[ACTIVITY]
The response should be the data again, identical in every line.

--- --- ---

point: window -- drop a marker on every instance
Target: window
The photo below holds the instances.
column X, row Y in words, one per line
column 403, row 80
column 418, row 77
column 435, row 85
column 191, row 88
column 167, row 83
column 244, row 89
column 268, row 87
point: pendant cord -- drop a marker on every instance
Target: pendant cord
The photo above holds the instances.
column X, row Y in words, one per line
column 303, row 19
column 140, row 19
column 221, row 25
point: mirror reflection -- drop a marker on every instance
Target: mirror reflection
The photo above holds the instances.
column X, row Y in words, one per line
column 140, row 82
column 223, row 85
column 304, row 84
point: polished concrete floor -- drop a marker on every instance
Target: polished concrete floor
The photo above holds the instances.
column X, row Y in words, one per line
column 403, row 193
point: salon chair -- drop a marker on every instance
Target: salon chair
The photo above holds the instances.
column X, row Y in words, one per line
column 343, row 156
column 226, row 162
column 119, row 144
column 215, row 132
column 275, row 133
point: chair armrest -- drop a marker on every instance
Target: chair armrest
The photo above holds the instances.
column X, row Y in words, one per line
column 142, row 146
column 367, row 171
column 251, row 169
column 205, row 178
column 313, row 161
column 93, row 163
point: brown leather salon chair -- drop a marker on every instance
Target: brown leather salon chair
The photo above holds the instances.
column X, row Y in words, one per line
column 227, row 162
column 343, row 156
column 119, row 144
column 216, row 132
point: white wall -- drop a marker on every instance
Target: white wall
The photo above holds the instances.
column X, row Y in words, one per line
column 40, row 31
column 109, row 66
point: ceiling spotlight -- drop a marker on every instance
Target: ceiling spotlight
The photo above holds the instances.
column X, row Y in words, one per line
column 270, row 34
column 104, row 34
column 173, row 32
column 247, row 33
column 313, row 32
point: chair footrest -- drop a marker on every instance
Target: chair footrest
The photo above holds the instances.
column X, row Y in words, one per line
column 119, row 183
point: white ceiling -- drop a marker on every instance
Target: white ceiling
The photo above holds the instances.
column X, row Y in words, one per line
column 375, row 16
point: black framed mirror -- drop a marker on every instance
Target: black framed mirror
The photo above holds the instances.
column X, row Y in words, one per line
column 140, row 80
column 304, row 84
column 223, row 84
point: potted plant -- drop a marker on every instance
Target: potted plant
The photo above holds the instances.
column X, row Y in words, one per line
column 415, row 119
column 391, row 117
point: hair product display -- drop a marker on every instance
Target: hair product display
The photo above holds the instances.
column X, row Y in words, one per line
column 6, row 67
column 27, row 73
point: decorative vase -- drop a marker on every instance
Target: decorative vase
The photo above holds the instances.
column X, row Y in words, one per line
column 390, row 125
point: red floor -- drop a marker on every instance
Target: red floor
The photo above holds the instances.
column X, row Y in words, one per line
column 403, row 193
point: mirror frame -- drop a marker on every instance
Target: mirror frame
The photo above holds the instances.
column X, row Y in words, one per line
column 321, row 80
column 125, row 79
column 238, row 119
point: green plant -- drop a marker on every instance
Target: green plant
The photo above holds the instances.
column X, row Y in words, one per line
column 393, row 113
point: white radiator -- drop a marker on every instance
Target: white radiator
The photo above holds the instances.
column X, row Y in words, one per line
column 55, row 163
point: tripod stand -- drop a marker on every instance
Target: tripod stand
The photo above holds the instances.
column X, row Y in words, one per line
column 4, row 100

--- --- ---

[FINAL ANSWER]
point: window -- drop a marker on every instance
Target: window
The photo below holds the instances.
column X, row Y in words, one per line
column 403, row 80
column 418, row 77
column 435, row 85
column 191, row 88
column 167, row 83
column 244, row 89
column 268, row 87
point: pendant cord -- drop a marker on every instance
Target: pendant cord
The photo above holds the instances.
column X, row Y in words, one per line
column 303, row 19
column 140, row 19
column 221, row 25
point: mirror reflection -- drop a marker on every instance
Target: mirror reflection
The photo above holds the instances.
column X, row Y in words, one per line
column 140, row 82
column 223, row 85
column 304, row 84
point: polished concrete floor -- drop a marker on every instance
Target: polished concrete floor
The photo above holds the instances.
column X, row Y in words, one per line
column 403, row 193
point: salon chair -- drop a marker on every instance
Target: salon chair
The photo above holds the instances.
column X, row Y in words, one per line
column 343, row 156
column 226, row 162
column 119, row 144
column 215, row 132
column 275, row 133
point: chair armrest -- drop a marker on every instance
Target: chair armrest
The photo above holds the instances.
column X, row Y in words, one per line
column 142, row 146
column 367, row 171
column 251, row 169
column 205, row 178
column 313, row 161
column 93, row 163
point: brown leather salon chair -- drop a marker on every instance
Target: brown leather salon chair
The photo above holds the instances.
column X, row Y in words, one per line
column 227, row 162
column 343, row 156
column 119, row 144
column 216, row 132
point: white wall -- drop a marker on every instance
Target: white wall
The photo above holds the instances.
column X, row Y in words, one per line
column 40, row 31
column 109, row 66
point: ceiling spotlight -- drop a marker on every instance
Target: ceiling spotlight
The photo above holds the instances.
column X, row Y in words, one per line
column 270, row 34
column 104, row 34
column 173, row 32
column 247, row 33
column 313, row 32
point: chair footrest -- drop a marker on every instance
Target: chair footrest
The photo above holds the instances.
column X, row Y in words, one per line
column 119, row 183
point: white ceiling -- drop a marker on every instance
Target: white ceiling
The photo above holds the instances.
column X, row Y in words, one per line
column 375, row 16
point: black framed mirror -- drop a marker on every instance
Target: black framed mirror
The photo above holds the instances.
column X, row Y in words, one per line
column 140, row 80
column 304, row 84
column 223, row 84
point: potted plant -- drop a marker on every instance
Target: potted plant
The photo above holds the instances.
column X, row Y in words, one per line
column 415, row 119
column 391, row 117
point: hair product display -- drop a marker on every instance
Target: hair product display
The photo above holds the instances.
column X, row Y in words, one per line
column 6, row 67
column 27, row 73
point: decorative vase -- drop a marker on every instance
Target: decorative vase
The photo above holds the instances.
column X, row Y in words, one per line
column 390, row 125
point: red floor -- drop a marker on every instance
Target: red floor
The photo above holds the instances.
column X, row Y in words, one per line
column 403, row 193
point: mirror frame -- drop a marker on every instance
Target: mirror frame
The photo above holds the instances.
column X, row Y in words, one per line
column 321, row 80
column 125, row 79
column 238, row 119
point: green plant -- drop a marker on every instance
Target: green plant
The photo above holds the instances.
column X, row Y in words, one per line
column 393, row 113
point: white radiator -- drop a marker on every instance
Target: white radiator
The photo above holds the instances.
column X, row Y in words, one per line
column 55, row 163
point: tripod stand -- drop a marker on every instance
Target: tripod stand
The photo above holds the instances.
column X, row Y in words, one per line
column 4, row 100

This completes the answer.